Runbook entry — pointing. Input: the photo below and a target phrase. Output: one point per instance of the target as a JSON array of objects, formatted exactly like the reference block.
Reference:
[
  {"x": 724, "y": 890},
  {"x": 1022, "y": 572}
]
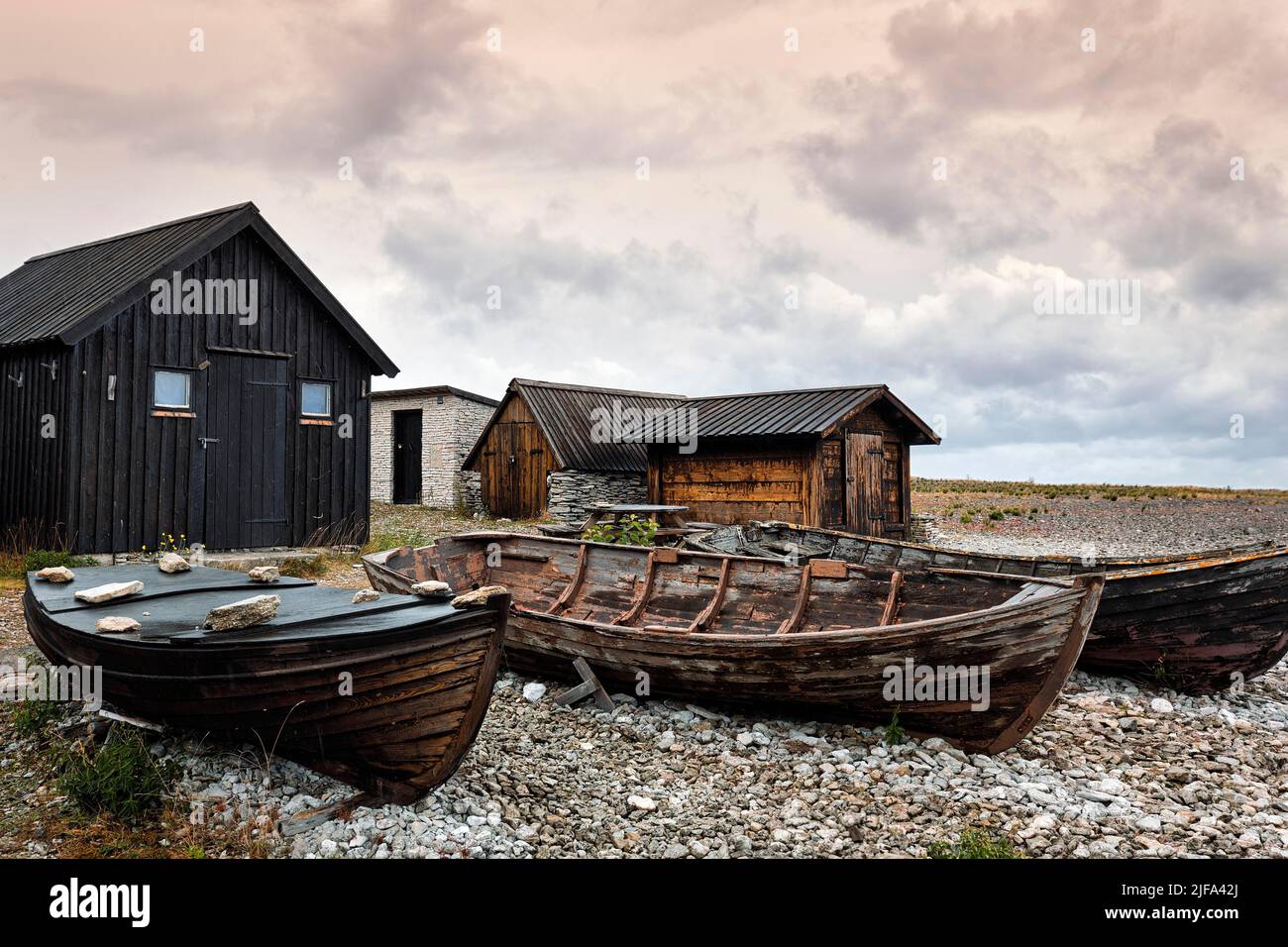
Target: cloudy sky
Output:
[{"x": 730, "y": 196}]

-=-=-=-=-

◆ Task description:
Rewrite the entry above in full, including its instructions and reference block, but leave out the picture. Multiply every x and y coordinate in the answer by 0.7 and round to whole numbers, with halves rounding up. Do not change the reference block's numbers.

◆ Output below:
Runbook entry — pointing. Input: the photo below and a target phrase. Output: one point per instance of the target as a JSON array of objects, formatted exactly like the reference block.
Reference:
[
  {"x": 724, "y": 890},
  {"x": 1022, "y": 572}
]
Target: cloudy sky
Output:
[{"x": 511, "y": 137}]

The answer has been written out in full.